**Exercise description**
Render everything from the line containing "of the dark" down to the line containing "point(92, 307)", both included, as a two-column CSV with the headers text and answer. Give one row for each text and its answer, with each value as a single quoted field and any line breaks turned into spaces.

**Dataset rows**
## START
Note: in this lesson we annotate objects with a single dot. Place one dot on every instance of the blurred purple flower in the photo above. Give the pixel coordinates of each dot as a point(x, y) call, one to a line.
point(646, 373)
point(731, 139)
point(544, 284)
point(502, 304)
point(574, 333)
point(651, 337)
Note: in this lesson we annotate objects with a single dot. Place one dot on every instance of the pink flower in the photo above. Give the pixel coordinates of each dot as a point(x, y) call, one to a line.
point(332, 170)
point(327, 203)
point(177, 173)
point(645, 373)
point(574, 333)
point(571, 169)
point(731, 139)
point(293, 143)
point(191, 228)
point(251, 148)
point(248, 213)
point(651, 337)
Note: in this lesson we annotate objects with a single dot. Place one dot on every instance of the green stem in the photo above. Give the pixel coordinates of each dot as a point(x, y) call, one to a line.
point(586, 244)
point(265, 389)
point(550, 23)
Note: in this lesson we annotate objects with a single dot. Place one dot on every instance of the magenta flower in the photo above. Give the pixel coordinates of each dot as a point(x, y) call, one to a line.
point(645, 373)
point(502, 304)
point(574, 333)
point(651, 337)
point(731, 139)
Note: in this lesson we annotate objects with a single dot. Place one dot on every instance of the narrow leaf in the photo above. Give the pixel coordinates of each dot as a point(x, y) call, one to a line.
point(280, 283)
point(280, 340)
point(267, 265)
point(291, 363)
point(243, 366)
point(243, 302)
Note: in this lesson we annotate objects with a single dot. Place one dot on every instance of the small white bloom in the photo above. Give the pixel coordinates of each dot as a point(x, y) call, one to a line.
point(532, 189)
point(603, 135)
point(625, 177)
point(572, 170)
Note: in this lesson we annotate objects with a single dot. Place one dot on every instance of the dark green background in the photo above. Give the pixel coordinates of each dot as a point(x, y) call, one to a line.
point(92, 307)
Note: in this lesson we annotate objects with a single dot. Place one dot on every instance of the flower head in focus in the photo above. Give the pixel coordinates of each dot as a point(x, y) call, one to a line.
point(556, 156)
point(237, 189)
## END
## START
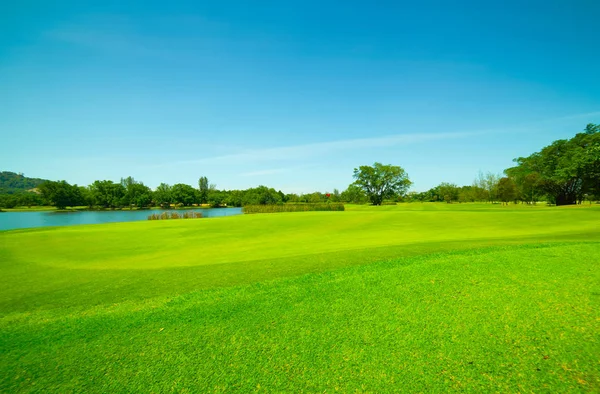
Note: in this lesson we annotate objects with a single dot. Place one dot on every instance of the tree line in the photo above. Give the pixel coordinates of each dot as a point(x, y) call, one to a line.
## END
## START
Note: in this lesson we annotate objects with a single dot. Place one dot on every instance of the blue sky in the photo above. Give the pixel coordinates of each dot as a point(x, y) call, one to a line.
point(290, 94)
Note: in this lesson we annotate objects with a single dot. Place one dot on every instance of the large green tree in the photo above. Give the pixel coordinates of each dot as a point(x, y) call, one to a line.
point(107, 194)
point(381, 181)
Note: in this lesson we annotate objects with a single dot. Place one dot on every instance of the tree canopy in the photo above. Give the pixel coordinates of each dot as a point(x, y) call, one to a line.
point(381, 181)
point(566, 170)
## END
**Response**
text,answer
"Note: in this lesson we annotate objects with a single dot. Place one dot on every instance of the dark green background in the photo above. Give the pixel coordinates of each dot as a point(x, y) call, one to a line.","point(92, 307)"